━━━━━ RECORDS FOR THE EXERCISE ━━━━━

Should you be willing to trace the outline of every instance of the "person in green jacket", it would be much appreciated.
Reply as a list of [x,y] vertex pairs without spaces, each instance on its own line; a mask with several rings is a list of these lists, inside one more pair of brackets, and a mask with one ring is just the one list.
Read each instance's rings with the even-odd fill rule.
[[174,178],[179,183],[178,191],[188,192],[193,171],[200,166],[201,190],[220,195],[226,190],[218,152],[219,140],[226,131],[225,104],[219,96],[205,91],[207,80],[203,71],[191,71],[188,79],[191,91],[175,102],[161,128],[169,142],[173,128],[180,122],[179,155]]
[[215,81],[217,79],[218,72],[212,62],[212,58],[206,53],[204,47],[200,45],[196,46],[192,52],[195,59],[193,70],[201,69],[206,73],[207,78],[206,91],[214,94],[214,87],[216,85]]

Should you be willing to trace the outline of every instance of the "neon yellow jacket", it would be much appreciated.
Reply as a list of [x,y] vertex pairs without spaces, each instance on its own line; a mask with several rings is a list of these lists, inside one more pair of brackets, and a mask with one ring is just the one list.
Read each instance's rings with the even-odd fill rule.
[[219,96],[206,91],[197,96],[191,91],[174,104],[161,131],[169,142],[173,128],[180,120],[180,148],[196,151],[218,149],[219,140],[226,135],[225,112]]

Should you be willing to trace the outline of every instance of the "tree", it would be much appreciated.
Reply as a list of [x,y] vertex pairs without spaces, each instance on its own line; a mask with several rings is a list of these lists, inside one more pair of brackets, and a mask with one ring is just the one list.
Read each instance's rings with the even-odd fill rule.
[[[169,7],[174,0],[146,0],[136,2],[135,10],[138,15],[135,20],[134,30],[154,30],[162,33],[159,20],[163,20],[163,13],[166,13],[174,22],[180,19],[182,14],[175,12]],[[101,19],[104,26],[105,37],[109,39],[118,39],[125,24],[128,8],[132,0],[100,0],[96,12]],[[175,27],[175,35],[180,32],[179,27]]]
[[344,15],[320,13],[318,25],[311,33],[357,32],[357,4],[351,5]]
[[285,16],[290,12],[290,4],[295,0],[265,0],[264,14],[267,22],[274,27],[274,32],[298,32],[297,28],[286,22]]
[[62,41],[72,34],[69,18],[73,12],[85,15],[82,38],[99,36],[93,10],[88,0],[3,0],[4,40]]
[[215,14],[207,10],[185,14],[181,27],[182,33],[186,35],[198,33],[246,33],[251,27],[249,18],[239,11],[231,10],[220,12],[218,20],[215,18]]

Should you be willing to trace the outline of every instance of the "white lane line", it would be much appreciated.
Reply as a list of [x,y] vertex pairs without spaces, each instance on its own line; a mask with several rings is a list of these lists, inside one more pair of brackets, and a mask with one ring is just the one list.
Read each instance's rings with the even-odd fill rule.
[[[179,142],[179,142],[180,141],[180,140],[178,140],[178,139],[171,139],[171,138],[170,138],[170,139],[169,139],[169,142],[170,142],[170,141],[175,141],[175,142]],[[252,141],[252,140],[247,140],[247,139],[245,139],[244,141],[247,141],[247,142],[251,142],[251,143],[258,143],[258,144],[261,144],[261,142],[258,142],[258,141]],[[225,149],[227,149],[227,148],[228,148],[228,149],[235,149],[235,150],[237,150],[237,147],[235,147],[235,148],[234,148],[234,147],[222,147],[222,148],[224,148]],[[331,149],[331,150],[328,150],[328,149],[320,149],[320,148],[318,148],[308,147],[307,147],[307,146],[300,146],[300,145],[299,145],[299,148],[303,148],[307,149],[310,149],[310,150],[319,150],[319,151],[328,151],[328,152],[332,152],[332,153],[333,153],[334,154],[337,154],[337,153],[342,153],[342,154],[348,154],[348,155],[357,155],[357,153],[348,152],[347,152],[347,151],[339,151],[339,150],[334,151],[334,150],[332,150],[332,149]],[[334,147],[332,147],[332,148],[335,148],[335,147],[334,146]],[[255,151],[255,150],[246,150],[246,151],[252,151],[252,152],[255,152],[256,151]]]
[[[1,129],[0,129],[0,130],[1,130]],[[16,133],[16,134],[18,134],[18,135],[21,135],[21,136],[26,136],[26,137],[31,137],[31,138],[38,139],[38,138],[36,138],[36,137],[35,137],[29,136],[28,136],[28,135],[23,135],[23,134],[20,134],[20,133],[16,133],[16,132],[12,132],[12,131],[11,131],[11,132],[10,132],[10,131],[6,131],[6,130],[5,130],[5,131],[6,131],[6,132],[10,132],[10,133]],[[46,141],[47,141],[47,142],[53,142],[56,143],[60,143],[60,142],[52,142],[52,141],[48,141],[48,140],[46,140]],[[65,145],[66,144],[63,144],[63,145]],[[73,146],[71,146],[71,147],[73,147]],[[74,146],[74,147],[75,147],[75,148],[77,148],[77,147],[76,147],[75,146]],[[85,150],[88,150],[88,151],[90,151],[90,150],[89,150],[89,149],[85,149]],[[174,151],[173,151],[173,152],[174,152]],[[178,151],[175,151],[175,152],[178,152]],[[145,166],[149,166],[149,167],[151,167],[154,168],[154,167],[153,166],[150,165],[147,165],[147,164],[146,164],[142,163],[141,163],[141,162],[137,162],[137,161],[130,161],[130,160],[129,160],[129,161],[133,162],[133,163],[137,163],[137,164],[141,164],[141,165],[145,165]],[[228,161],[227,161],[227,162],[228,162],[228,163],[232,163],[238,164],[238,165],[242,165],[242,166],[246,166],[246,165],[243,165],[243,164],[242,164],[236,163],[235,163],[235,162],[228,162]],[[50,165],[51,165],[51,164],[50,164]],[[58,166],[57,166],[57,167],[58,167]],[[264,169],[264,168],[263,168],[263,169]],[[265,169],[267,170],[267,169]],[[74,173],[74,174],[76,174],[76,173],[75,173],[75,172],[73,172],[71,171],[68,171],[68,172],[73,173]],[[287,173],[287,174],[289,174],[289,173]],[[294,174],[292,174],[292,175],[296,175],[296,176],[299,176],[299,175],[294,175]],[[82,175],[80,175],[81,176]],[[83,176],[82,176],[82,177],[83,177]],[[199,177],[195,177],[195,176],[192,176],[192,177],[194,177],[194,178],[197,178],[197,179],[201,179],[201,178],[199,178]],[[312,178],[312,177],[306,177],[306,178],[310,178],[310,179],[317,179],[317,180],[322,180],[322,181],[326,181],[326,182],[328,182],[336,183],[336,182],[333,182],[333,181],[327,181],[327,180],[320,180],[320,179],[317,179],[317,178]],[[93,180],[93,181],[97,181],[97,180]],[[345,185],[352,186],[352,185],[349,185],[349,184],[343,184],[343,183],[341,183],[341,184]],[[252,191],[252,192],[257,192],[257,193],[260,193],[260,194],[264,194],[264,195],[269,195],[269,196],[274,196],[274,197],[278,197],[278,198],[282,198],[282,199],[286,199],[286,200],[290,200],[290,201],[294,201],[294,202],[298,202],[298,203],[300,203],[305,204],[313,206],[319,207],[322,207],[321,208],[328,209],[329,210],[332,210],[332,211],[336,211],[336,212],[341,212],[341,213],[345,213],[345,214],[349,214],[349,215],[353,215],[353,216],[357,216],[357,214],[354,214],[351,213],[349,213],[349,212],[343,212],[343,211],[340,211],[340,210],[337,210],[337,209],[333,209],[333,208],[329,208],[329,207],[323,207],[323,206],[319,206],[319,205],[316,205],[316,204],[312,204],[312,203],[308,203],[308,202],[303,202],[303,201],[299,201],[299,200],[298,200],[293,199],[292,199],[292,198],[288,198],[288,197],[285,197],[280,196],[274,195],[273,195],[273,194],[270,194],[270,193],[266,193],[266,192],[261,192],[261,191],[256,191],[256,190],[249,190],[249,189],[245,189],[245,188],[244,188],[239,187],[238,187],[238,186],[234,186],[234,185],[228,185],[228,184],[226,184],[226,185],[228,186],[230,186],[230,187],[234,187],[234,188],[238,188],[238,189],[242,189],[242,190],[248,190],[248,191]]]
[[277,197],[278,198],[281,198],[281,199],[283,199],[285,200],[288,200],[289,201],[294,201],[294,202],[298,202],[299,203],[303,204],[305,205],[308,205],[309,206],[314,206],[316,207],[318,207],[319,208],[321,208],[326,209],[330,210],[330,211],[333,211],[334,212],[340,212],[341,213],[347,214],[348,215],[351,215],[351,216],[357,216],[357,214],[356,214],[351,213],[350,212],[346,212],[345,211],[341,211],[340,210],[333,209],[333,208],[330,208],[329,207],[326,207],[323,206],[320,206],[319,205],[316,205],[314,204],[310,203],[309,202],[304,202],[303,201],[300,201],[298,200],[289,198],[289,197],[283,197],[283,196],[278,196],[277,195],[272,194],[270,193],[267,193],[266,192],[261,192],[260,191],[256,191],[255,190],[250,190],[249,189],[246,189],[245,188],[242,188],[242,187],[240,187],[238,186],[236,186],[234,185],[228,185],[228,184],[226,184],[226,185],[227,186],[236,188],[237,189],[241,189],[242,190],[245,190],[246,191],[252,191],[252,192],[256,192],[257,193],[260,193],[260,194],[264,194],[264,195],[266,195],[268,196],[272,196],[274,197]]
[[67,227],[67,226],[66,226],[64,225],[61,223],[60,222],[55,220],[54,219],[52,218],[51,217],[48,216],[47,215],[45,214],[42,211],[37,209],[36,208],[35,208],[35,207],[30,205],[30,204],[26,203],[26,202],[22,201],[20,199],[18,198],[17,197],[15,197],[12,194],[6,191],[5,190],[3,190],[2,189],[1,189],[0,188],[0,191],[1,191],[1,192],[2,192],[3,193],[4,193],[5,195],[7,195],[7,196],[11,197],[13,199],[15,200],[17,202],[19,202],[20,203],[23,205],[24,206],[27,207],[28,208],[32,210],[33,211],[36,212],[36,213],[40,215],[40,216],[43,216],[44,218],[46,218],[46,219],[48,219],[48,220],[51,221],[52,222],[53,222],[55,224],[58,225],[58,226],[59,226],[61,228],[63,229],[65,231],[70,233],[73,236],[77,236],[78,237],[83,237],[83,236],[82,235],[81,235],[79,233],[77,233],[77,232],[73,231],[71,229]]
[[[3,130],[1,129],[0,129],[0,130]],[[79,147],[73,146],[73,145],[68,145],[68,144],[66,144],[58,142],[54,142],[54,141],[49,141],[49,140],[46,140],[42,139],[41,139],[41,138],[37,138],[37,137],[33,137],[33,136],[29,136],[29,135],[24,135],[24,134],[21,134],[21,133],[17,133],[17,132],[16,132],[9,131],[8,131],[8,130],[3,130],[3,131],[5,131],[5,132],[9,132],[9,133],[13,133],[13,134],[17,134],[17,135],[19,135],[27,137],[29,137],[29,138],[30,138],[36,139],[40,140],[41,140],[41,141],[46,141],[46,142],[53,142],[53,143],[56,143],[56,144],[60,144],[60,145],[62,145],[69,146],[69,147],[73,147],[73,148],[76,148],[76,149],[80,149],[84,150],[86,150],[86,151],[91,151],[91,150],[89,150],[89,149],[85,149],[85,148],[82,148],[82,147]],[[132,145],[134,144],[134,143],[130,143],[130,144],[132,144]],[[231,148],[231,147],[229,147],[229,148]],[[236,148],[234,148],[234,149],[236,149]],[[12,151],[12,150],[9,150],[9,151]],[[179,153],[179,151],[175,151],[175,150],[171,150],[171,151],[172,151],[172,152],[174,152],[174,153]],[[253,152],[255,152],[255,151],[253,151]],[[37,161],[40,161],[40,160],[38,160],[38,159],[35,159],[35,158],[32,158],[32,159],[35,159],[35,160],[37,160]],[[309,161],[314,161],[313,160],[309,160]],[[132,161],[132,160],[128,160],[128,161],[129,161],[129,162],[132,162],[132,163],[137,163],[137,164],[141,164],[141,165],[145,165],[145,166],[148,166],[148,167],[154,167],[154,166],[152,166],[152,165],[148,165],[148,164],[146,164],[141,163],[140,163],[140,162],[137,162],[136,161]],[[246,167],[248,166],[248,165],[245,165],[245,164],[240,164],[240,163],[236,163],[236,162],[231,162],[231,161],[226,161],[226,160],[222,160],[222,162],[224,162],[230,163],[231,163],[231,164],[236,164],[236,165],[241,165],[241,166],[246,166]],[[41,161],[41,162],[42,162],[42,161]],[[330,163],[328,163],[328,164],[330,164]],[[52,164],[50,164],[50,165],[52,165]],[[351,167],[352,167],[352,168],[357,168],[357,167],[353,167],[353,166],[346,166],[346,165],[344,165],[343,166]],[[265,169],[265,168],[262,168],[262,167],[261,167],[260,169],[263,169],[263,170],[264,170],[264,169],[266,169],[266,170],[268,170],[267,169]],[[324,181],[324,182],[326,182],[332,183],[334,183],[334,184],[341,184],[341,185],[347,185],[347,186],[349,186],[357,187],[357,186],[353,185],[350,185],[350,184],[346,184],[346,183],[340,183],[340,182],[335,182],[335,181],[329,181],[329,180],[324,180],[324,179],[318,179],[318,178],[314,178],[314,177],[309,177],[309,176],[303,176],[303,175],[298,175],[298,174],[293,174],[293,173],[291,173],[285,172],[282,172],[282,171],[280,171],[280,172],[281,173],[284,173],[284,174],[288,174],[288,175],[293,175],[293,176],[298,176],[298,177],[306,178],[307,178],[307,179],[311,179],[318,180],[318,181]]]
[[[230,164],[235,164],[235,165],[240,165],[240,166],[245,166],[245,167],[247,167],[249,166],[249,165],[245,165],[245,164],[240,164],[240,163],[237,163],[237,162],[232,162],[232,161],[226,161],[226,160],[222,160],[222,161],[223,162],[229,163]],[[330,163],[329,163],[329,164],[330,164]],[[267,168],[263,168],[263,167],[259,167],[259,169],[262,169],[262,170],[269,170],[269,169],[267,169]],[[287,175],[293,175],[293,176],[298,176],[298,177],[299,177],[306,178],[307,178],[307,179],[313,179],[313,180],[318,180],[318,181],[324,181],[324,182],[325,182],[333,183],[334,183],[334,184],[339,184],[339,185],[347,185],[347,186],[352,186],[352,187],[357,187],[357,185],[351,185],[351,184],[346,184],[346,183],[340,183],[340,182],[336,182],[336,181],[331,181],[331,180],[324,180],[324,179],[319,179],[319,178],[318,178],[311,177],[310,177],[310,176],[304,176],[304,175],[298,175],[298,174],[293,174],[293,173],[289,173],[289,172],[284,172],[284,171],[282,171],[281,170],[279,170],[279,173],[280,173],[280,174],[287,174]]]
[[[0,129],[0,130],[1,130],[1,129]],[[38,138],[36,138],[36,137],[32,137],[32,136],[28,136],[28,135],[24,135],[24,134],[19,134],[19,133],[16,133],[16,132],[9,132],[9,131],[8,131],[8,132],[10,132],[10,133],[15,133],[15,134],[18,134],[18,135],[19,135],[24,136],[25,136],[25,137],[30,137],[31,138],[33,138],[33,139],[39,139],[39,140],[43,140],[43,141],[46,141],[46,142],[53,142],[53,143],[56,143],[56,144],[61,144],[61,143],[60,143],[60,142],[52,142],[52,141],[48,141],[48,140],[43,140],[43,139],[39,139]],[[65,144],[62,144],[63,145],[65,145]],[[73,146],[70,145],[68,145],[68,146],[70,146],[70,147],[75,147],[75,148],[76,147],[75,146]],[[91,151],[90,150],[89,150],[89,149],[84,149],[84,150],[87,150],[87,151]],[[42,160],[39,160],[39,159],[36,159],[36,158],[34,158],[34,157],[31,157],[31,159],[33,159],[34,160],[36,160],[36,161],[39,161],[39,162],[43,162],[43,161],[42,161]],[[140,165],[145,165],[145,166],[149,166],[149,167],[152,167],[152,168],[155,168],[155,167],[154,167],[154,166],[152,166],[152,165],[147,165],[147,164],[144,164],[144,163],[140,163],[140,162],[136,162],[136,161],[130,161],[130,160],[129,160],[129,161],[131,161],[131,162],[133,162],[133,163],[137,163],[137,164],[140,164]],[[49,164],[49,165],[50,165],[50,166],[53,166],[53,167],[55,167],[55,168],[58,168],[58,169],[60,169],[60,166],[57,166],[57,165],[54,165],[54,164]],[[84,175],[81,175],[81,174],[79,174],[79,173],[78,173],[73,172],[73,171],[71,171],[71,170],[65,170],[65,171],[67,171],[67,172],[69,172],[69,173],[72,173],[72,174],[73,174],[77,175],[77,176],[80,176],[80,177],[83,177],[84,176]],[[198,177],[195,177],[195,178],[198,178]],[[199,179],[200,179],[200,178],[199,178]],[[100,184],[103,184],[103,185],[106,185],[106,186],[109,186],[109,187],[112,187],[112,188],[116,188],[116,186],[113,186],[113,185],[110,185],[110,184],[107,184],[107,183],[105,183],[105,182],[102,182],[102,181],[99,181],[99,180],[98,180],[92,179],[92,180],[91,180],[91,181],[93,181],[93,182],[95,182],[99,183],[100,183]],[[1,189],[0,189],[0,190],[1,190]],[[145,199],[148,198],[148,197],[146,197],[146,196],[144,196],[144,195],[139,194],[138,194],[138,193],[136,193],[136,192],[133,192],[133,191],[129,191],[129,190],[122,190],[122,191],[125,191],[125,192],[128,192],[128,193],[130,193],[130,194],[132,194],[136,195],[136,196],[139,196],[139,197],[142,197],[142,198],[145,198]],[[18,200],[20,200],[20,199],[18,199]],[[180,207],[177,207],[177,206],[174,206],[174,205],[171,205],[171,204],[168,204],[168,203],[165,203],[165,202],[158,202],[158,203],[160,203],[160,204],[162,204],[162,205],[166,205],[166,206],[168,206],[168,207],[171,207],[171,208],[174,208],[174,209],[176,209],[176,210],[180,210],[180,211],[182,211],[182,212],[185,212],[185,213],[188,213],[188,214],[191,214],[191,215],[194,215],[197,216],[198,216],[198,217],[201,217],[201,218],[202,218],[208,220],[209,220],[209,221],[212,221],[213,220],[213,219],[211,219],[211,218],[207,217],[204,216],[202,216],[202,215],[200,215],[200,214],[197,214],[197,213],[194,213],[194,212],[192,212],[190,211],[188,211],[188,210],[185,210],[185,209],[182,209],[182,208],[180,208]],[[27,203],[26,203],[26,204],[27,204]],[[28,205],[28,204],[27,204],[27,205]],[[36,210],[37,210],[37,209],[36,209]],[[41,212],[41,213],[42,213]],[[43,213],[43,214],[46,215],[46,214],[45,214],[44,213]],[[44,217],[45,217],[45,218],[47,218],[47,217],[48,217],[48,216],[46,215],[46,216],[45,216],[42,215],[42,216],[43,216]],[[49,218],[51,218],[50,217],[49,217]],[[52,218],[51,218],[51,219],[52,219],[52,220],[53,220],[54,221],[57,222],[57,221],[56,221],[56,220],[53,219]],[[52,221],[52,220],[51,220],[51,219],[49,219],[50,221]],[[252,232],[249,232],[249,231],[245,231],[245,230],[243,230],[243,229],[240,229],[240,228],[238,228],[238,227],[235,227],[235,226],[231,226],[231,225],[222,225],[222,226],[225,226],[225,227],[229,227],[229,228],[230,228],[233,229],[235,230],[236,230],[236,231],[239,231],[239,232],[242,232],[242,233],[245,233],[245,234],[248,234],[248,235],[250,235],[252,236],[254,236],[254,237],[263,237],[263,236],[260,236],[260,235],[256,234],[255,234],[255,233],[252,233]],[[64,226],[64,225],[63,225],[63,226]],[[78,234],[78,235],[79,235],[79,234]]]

━━━━━

▶ _PROBLEM DESCRIPTION_: List every line in the records above that contains the string "would", copying each one in full. Case counts.

▶ _REPLY TO THE TASK_:
Should you be willing to trace the outline of every instance of the "person in green jacket", it would be much appreciated.
Should you be willing to trace the outline of every instance of the "neon yellow jacket", it would be much appreciated.
Should you be willing to trace the outline of every instance of the "tree", it would be much appreciated.
Should you be willing to trace the outline of every instance of the "white lane line", it would be much appreciated.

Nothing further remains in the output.